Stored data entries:
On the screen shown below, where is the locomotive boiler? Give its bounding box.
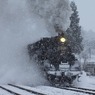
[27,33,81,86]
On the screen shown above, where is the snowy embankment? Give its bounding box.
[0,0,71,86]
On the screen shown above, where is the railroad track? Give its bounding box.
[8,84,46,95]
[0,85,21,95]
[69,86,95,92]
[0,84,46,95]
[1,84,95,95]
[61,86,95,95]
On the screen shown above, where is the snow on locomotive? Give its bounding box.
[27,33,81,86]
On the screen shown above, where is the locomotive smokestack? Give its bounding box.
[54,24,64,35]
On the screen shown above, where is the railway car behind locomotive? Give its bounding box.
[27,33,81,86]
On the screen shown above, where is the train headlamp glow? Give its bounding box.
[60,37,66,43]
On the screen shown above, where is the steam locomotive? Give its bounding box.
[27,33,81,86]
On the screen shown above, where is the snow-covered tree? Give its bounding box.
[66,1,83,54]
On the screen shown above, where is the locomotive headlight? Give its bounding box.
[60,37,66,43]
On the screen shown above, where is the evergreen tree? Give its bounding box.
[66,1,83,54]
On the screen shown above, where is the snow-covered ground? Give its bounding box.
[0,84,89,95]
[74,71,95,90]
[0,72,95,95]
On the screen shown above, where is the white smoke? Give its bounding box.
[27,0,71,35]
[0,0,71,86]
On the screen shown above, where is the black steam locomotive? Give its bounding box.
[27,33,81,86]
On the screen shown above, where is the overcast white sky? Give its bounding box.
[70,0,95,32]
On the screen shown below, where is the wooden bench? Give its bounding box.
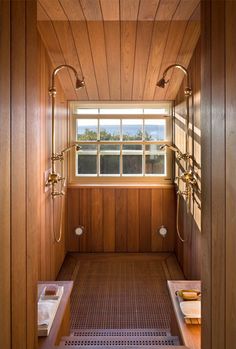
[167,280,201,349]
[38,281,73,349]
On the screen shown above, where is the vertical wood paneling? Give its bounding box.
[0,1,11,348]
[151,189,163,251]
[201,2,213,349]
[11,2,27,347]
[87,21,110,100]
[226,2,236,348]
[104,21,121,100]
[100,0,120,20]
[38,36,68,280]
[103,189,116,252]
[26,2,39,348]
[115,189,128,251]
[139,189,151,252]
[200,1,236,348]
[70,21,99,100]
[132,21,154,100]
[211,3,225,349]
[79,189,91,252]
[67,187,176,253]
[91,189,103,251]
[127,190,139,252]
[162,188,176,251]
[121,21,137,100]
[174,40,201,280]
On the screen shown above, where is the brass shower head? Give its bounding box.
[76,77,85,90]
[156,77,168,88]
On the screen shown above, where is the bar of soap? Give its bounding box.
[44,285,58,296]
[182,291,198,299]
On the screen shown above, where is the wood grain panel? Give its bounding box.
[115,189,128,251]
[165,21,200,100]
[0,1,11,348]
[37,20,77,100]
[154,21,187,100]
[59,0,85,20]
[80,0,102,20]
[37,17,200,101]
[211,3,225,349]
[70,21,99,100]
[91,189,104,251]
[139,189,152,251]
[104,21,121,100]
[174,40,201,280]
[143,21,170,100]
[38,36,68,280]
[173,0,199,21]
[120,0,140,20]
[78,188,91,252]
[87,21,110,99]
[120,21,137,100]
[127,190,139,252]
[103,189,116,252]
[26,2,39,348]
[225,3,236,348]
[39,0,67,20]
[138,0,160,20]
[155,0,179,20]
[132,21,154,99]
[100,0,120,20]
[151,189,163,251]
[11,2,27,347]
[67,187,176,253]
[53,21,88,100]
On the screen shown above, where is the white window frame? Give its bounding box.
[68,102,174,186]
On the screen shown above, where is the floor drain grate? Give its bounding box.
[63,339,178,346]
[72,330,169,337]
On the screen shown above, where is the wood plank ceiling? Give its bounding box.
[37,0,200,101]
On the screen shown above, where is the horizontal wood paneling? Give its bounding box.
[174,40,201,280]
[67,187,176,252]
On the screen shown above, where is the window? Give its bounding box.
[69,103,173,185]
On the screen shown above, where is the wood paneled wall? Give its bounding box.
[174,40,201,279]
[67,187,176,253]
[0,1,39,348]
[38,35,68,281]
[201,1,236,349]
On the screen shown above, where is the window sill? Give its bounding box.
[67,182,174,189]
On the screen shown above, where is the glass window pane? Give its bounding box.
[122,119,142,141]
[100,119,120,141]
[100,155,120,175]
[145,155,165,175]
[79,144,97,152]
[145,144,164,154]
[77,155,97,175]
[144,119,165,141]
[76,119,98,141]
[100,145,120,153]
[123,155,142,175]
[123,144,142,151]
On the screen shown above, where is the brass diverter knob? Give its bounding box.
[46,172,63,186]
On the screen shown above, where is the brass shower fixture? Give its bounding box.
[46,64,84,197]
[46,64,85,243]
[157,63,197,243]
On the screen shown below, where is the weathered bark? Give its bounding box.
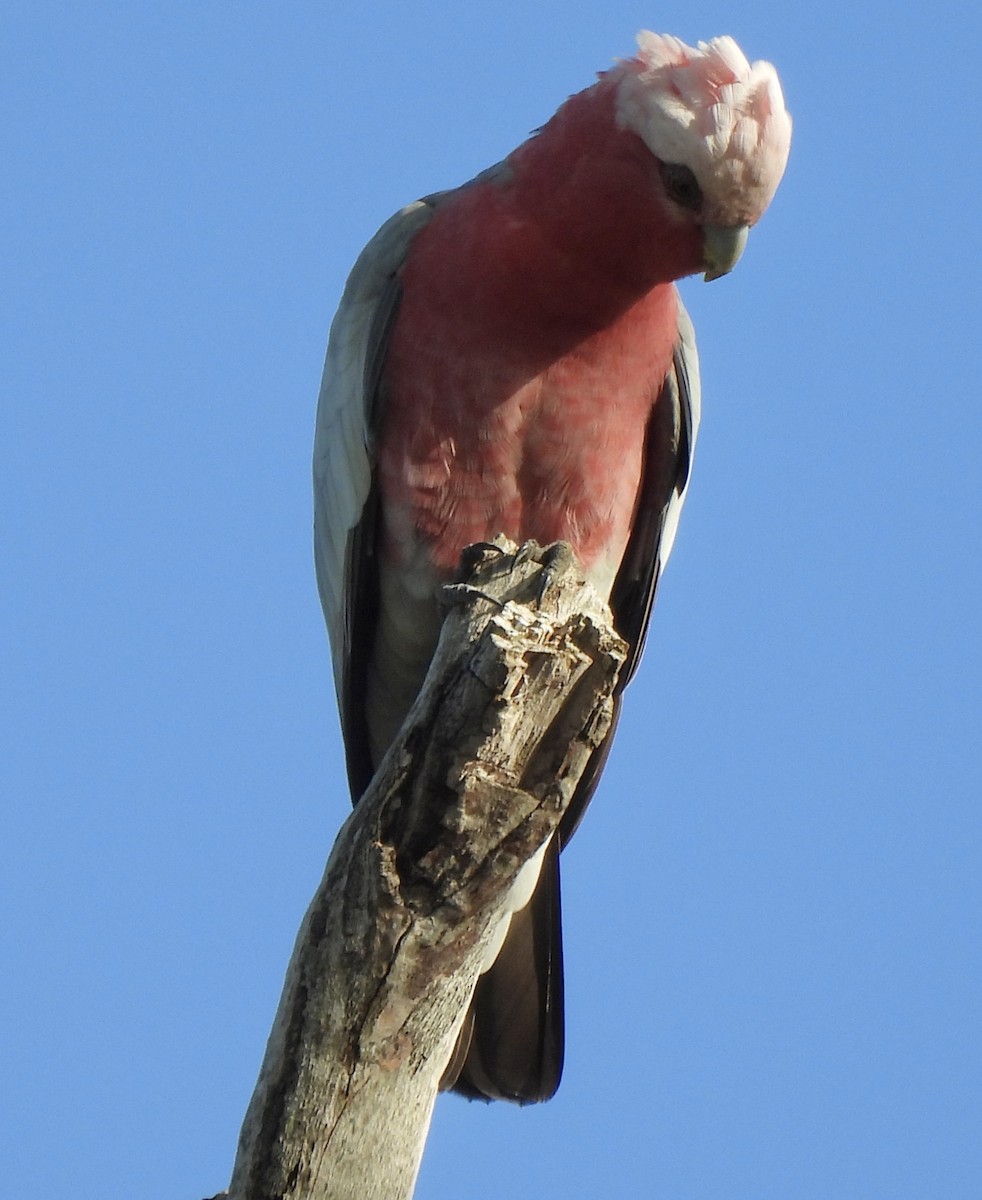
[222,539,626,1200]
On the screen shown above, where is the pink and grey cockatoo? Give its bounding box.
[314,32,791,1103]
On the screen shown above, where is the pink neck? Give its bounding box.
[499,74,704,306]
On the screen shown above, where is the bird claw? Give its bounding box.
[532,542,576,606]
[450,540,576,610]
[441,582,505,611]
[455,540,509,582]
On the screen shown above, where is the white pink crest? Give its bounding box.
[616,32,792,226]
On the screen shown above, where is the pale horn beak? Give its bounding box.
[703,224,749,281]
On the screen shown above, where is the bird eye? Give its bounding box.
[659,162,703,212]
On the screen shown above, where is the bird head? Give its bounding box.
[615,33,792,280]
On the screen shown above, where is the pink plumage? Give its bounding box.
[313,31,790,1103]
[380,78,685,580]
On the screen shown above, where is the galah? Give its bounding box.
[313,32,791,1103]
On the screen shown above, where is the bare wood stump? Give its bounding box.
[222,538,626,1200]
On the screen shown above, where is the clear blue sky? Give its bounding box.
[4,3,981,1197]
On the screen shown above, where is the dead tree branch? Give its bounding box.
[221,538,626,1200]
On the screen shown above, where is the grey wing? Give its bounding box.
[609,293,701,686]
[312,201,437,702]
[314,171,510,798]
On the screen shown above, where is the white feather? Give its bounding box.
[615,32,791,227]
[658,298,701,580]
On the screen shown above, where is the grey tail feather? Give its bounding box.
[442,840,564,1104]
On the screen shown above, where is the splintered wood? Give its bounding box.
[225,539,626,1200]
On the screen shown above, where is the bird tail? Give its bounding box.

Goal of the exercise: The result should be every line of the data, reproduced exactly, with the images removed.

Answer box:
On the screen shown below, where is the locomotive boiler? Give its bounding box.
[27,33,81,86]
On the screen shown above, where is the snowy embankment? Give its bounding box.
[0,0,71,86]
On the screen shown above, where is the railroad track? Give its bounding box.
[8,84,46,95]
[0,85,21,95]
[69,86,95,92]
[0,84,46,95]
[1,84,95,95]
[61,86,95,95]
On the screen shown above, where is the snow on locomotive? Give its bounding box.
[27,33,81,86]
On the screen shown above, where is the locomotive smokestack? Give its bounding box.
[54,24,64,35]
On the screen shown above, where is the railway car behind locomotive? Give its bounding box.
[27,33,81,86]
On the screen shown above, where is the train headlamp glow? Give its bounding box.
[60,37,66,43]
On the screen shown above, where is the steam locomotive? Give its bounding box.
[27,33,81,86]
On the screen shown above, where is the snow-covered tree? Give its bounding box.
[66,1,83,54]
On the screen shown above, where is the locomotive headlight? Give its bounding box.
[60,37,66,43]
On the screen shown above, where is the evergreen tree? Give its bounding box.
[66,1,83,54]
On the screen shown above, where is the snow-covered ground? Give its bounding box.
[0,84,89,95]
[74,71,95,90]
[0,72,95,95]
On the screen shown above, where is the white smoke? Give its bounding box.
[27,0,71,35]
[0,0,71,86]
On the screen shown above, where is the black steam locomotive? Give its bounding box.
[27,33,81,86]
On the screen shown above, where is the overcast white sky? Give its bounding box.
[70,0,95,32]
On the screen shown below, where is the wooden bench? Give its bounding box.
[167,280,201,349]
[38,281,73,349]
On the screen shown above, where is the vertical wood paneling? Give its bounding box.
[0,1,11,348]
[151,189,163,251]
[201,2,213,349]
[11,2,27,347]
[87,21,110,100]
[226,2,236,348]
[104,21,121,100]
[100,0,120,20]
[38,36,68,280]
[103,189,116,252]
[26,2,39,348]
[115,189,128,251]
[139,189,151,252]
[200,1,236,348]
[70,21,99,100]
[132,21,154,100]
[211,3,225,349]
[79,189,91,252]
[67,187,176,253]
[91,189,103,251]
[127,190,139,252]
[162,188,176,251]
[121,21,137,100]
[174,40,201,280]
On the screen shown above, where is the brass shower head? Give its bounding box.
[76,77,85,90]
[156,77,168,88]
On the screen shown above, where is the bar of soap? Give its bounding box.
[44,285,58,296]
[182,291,198,299]
On the screen shown above, where is the wood grain panel? Give its bounding box.
[115,189,128,251]
[165,21,200,100]
[0,1,11,348]
[37,20,77,100]
[154,21,187,100]
[59,0,85,20]
[80,0,102,20]
[37,17,200,101]
[211,3,225,349]
[70,21,99,100]
[91,189,104,251]
[139,189,152,251]
[104,21,121,100]
[174,40,201,280]
[143,21,170,100]
[38,36,68,280]
[173,0,199,21]
[120,0,140,20]
[78,188,91,252]
[87,21,110,99]
[120,21,137,100]
[127,190,139,252]
[103,189,116,252]
[26,2,39,348]
[225,3,236,348]
[39,0,67,20]
[138,0,160,20]
[155,0,179,20]
[132,21,154,99]
[100,0,120,20]
[151,189,163,251]
[11,2,27,347]
[67,187,176,253]
[53,21,88,100]
On the screen shown above, where is the white window frame? Give its bounding box.
[68,102,174,186]
On the screen shown above, where is the floor drain grate? Give its bounding box.
[63,339,178,346]
[72,330,169,337]
On the screen shown above, where is the wood plank ceiling? Give its bounding box.
[37,0,200,101]
On the screen shown above, where is the horizontal wood paneling? Give its bounding box.
[174,40,201,280]
[67,187,176,252]
On the screen shown above, where is the window? Give its bounding box.
[69,103,173,185]
On the screen shown above, where is the wood paneled wall? Give its bounding box.
[174,40,201,279]
[67,187,176,253]
[0,1,39,348]
[38,35,68,281]
[201,1,236,349]
On the screen shown above, where is the window sill? Give its bounding box.
[67,182,174,189]
On the screen shown above, where is the glass window pane? Give its bounding box.
[122,119,142,141]
[100,119,120,141]
[100,155,120,175]
[145,155,165,175]
[79,144,97,152]
[145,144,164,154]
[77,155,97,175]
[144,119,165,141]
[76,119,98,141]
[100,145,120,153]
[123,155,142,175]
[123,144,142,151]
On the screen shown above, where is the brass diverter knob? Give its bounding box.
[46,172,63,186]
On the screen shown above, where is the brass shower fixture? Give its bounding box.
[46,64,84,197]
[46,64,85,243]
[157,63,197,243]
On the screen shown below, where is the weathered bark? Give its bounding box.
[222,539,626,1200]
On the screen shown above, where is the pink and grey cockatoo? Give its bounding box.
[314,32,791,1103]
On the screen shown above, where is the pink neck? Give its bounding box.
[499,74,704,306]
On the screen shown above, where is the bird claw? Give its bounding box.
[532,542,576,606]
[450,540,576,610]
[441,582,505,611]
[455,540,509,582]
On the screen shown above, where is the white pink crest? Give its bounding box.
[616,32,792,226]
On the screen shown above, where is the pale horn beak? Give its bounding box.
[703,224,749,281]
On the screen shown above, where is the bird eye? Give its bounding box.
[659,162,703,212]
On the screen shown above, where is the bird head? Give its bounding box.
[615,33,792,280]
On the screen shown above, where is the pink plumage? Give its bounding box.
[313,31,790,1103]
[380,78,685,580]
On the screen shown above, where is the galah? Give its bounding box.
[313,32,791,1103]
On the screen shown above, where is the bare wood stump? Give its bounding box.
[222,538,626,1200]
On the screen shown above, where is the clear blue sky? Give its bounding box.
[4,3,981,1197]
On the screen shown above, where is the dead tree branch? Give its bounding box.
[221,538,626,1200]
On the screen shown above, where is the grey wing? Give its bounding box.
[609,293,701,686]
[312,201,437,702]
[314,171,510,798]
On the screen shown above, where is the white feather? Give its bounding box.
[615,32,791,227]
[658,298,701,580]
On the screen shown above, where is the grey tail feather? Give its bounding box.
[442,840,564,1104]
On the screen shown above, where is the splintered wood? Give its bounding box.
[225,539,626,1200]
On the screen shown above, where is the bird tail? Give its bounding box.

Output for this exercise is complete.